* **TASK STATEMENT**
From the article on flea and tick control, return the passage between "At least once" and "years from now.", inclusive, copied word for word.

=== SOURCE DOCUMENT ===

|Biting Back Against Fleas|
By: Robert S. and Susan J. Goldstein
There are many ways to wipe out fleas and ticks, but only a few are good for your dog or cat.
At least once a day at the Healing Center for Animals we get a call from someone who wants our opinion on a new or popular flea and tick control product - Advantage, Front Line, Program, and the like. Of course, the calls come more often at this time of year, when flea and tick infestations are at their worst.
These products work either by inhibiting the pest's growth and reproductive cycle, or by interfering with its nervous system, thereby killing it. The manufacturers claim to have clinical proof that these formulations are safe and have no long-range side effects. But the bottom line is that we don't know the long-term effects, because these products are so new on the market. There is no way of knowing that chemicals aren't being absorbed in low levels by your dog or cat and accumulating in his or her tissues, contributing to the onset of disease years from now.
So we respond to these questions with one of our own: Do you want to use your dog or cat as a delivery system to kill fleas and ticks? The answer, generally, is no. And then, after a short pause, another question follows: What are the alternatives?
Whether you are controlling fleas and ticks with chemical pesticides and insecticides, pharmaceuticals, foods and supplements, herbs, or homeopathic remedies, consider your long-term goal for your best friend - which, undoubtedly, is a long and healthy life. The direction you take for pest control should be consistent with this goal.
We're sure that true health and wellness is your objective, and we're confident that if you take a stand against pesticides and pharmaceuticals your dog or cat will thank you by living to a ripe old age. Educate yourself about foods, supplements, herbs, and homeopathic remedies. In doing so, you should have peace of mind, knowing that the course you are taking can only have a positive effect on your animal's health.

=== DATA PROVIDED ===

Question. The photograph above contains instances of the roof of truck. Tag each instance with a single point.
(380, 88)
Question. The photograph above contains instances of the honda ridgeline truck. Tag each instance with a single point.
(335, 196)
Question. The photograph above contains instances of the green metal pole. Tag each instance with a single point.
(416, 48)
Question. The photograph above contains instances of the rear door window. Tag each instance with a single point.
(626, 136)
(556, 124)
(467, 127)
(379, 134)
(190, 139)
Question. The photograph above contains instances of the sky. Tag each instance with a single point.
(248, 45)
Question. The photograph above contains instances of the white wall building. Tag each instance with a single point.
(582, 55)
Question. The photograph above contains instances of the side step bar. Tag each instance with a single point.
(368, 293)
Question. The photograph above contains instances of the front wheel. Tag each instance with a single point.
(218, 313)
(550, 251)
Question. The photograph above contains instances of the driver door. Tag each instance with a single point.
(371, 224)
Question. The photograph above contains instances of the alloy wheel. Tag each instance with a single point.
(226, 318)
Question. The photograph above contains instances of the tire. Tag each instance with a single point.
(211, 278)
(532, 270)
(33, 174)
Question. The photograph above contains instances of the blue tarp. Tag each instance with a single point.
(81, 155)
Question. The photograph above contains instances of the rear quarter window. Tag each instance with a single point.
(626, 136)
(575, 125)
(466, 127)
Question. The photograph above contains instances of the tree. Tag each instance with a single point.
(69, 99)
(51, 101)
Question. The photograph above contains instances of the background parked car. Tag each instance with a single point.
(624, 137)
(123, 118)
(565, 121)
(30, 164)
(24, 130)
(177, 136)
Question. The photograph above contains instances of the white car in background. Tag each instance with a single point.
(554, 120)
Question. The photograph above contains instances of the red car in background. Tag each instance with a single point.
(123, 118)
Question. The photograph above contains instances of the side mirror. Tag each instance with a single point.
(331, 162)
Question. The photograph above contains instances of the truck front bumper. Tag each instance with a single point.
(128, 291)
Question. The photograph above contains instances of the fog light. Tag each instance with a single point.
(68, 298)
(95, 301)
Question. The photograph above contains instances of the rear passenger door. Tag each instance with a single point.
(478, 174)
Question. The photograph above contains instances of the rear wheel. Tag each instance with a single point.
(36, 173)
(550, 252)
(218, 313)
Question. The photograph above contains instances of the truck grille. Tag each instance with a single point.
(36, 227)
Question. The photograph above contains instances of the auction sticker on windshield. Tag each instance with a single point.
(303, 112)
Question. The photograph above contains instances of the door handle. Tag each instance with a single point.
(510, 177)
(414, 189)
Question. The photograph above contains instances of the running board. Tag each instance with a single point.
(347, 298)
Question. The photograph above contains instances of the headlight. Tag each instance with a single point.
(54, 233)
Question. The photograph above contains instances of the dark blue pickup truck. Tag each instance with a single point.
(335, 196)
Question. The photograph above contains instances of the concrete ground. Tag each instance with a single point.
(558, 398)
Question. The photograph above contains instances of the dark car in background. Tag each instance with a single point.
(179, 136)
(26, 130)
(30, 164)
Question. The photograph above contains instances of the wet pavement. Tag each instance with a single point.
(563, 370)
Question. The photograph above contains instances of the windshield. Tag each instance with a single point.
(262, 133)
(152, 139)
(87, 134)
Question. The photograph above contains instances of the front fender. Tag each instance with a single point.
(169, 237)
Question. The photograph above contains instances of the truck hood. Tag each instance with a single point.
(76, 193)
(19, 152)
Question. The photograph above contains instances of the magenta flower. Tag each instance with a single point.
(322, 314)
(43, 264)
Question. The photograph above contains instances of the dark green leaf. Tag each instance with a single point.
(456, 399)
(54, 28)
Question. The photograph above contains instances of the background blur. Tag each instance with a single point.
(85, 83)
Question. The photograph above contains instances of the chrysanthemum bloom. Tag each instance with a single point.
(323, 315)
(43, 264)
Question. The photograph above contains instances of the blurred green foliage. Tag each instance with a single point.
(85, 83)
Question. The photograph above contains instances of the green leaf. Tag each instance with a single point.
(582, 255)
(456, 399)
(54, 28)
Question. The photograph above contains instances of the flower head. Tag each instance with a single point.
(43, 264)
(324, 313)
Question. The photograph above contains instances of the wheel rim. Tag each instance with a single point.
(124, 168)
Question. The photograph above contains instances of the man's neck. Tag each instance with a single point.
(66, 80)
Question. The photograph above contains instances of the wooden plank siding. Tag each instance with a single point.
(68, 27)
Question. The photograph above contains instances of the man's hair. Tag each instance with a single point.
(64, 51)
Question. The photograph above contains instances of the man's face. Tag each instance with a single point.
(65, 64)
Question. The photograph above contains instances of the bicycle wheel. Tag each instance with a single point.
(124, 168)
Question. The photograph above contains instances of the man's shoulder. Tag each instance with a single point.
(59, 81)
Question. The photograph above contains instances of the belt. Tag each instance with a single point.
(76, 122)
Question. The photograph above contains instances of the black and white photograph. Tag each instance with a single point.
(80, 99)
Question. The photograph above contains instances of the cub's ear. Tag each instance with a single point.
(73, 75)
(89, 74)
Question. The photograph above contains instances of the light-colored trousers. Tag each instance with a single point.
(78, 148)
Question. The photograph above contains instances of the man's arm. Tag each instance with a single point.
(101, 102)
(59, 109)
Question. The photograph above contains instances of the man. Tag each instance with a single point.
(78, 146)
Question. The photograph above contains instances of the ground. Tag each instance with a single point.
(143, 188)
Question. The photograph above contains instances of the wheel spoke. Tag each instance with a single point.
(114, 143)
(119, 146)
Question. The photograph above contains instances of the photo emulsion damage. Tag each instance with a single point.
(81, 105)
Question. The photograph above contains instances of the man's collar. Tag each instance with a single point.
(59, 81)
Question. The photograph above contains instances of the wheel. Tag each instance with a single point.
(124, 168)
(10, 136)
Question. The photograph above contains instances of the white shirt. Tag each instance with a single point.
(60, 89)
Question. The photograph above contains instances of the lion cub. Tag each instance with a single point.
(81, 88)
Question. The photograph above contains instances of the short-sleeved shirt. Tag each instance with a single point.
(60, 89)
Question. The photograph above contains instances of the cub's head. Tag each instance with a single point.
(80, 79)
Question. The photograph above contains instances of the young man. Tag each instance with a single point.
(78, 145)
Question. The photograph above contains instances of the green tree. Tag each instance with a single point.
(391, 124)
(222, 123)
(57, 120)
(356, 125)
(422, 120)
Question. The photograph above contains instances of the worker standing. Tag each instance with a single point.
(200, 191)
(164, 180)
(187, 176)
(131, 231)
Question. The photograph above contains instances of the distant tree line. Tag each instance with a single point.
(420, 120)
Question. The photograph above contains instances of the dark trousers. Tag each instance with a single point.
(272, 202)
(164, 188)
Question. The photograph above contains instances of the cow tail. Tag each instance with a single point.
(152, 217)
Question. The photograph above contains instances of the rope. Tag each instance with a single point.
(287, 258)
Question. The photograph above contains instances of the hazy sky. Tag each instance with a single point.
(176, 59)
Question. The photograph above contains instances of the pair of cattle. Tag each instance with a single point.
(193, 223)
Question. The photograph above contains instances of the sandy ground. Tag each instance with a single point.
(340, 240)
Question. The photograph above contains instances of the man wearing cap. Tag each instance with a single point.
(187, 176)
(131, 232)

===
=== DATA PROVIDED ===

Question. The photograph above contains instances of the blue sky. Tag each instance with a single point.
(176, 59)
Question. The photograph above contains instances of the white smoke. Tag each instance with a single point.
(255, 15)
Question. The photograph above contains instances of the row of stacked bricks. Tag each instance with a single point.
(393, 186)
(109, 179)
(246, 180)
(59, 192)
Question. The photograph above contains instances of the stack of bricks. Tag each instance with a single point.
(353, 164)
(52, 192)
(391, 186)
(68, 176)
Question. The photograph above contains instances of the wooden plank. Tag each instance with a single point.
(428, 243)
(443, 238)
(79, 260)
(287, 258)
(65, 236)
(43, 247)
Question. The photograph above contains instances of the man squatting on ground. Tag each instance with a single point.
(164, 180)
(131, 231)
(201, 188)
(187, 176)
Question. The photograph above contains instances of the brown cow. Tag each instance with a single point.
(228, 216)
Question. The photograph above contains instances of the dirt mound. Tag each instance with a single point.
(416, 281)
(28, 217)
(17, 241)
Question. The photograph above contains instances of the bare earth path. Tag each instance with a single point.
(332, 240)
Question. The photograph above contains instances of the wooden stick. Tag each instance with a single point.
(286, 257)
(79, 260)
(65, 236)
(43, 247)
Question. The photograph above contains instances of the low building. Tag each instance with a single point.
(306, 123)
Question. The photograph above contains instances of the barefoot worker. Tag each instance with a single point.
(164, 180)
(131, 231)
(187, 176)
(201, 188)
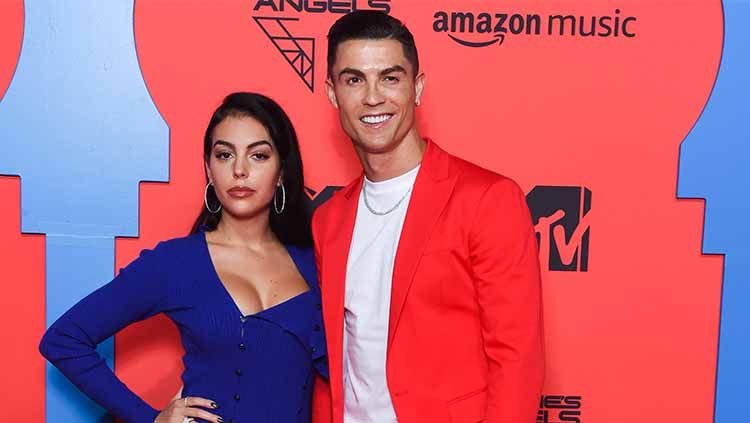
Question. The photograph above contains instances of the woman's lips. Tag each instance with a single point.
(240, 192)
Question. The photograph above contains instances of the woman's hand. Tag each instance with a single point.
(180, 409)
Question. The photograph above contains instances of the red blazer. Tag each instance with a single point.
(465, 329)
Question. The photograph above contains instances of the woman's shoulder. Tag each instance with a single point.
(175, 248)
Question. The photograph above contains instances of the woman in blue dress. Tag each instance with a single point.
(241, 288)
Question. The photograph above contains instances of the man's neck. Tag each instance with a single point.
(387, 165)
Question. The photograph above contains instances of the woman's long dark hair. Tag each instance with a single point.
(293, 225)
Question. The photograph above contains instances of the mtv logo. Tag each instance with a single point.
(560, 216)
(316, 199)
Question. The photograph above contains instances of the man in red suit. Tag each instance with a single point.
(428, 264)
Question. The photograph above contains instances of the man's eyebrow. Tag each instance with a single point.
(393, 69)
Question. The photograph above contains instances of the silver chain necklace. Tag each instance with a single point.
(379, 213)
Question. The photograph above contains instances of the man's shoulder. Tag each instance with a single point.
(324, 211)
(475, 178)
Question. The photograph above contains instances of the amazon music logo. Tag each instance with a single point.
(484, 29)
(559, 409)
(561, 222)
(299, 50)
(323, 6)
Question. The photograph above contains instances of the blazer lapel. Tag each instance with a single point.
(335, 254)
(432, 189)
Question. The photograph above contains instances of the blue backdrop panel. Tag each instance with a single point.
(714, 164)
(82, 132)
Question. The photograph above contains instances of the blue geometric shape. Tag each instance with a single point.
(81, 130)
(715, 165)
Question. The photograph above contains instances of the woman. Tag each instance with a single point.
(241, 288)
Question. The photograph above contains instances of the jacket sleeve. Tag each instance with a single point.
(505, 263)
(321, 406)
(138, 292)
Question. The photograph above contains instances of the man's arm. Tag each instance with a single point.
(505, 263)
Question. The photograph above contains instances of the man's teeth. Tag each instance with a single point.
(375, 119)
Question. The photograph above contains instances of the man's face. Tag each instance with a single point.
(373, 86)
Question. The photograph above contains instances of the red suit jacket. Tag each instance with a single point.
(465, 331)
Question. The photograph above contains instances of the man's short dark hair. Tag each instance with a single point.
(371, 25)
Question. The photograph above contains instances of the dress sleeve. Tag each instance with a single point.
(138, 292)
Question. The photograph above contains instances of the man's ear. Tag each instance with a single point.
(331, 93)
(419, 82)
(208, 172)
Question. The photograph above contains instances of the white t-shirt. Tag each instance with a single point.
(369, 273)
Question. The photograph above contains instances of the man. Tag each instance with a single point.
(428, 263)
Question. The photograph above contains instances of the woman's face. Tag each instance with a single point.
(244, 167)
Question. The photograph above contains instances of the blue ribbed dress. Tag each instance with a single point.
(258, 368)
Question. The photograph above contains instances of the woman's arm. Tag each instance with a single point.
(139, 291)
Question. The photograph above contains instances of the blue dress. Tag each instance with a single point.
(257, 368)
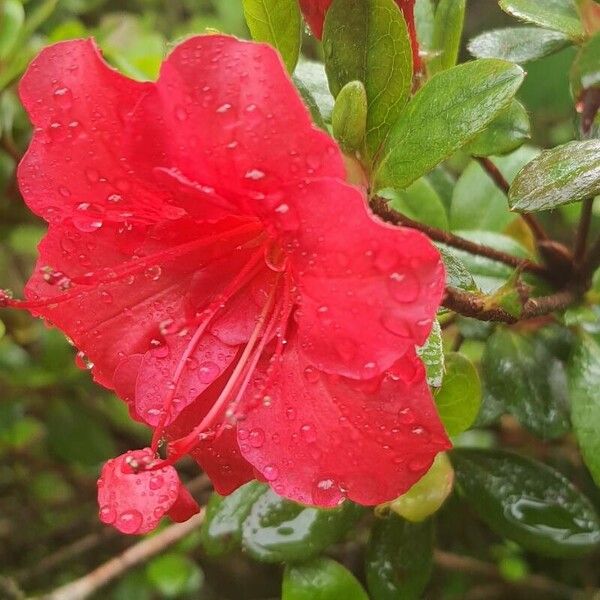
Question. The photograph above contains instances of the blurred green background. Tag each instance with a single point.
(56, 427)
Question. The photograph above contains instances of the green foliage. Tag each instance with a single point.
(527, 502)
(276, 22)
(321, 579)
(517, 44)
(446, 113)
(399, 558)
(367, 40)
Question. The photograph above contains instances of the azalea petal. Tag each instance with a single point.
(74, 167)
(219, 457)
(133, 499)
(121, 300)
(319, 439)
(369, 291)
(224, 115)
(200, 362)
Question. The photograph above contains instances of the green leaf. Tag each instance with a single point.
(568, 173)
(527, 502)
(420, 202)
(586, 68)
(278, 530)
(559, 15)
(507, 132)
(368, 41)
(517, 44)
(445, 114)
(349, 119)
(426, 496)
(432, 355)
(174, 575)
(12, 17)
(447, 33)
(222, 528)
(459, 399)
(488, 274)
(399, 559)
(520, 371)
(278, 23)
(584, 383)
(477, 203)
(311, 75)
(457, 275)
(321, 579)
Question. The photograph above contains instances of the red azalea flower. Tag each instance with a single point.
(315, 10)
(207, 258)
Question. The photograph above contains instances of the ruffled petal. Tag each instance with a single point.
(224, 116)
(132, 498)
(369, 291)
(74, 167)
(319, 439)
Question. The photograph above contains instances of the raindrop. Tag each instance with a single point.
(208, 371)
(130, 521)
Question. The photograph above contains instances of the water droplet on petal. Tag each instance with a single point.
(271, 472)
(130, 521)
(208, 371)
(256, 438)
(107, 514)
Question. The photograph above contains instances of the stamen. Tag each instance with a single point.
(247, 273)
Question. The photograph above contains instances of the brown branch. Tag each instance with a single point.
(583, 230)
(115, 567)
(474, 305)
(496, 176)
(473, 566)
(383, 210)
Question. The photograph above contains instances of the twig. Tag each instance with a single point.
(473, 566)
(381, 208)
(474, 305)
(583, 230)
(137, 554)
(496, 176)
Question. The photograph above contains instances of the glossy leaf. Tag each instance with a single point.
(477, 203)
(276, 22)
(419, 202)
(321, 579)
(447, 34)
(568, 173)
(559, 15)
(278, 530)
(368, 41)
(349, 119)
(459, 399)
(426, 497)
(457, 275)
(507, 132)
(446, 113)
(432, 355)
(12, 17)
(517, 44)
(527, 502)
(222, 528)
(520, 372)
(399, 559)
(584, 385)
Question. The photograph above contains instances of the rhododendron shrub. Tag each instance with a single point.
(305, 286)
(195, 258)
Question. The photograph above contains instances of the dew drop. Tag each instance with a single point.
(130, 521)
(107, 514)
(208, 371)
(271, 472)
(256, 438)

===
=== DATA PROVIDED ===

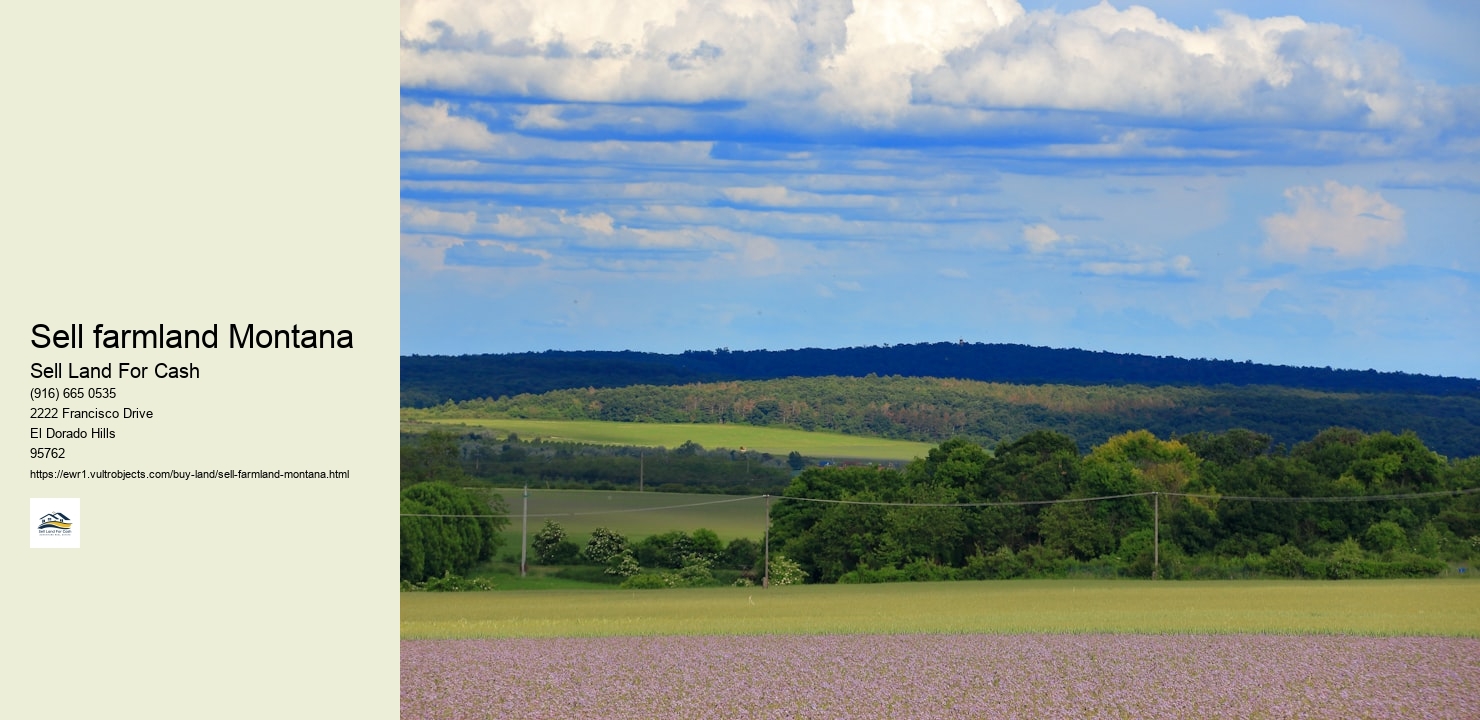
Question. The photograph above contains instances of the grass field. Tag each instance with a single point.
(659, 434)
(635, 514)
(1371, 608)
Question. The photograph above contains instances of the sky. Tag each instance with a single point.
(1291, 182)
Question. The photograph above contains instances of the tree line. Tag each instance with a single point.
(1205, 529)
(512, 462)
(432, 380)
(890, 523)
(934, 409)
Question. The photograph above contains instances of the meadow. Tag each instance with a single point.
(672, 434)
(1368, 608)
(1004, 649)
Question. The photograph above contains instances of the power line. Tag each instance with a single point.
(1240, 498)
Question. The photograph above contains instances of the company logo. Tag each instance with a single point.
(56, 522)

===

* **EXERCISE OUTPUT**
At least once a day at the Healing Center for Animals we get a call from someone who wants our opinion on a new or popular flea and tick control product - Advantage, Front Line, Program, and the like. Of course, the calls come more often at this time of year, when flea and tick infestations are at their worst.
These products work either by inhibiting the pest's growth and reproductive cycle, or by interfering with its nervous system, thereby killing it. The manufacturers claim to have clinical proof that these formulations are safe and have no long-range side effects. But the bottom line is that we don't know the long-term effects, because these products are so new on the market. There is no way of knowing that chemicals aren't being absorbed in low levels by your dog or cat and accumulating in his or her tissues, contributing to the onset of disease years from now.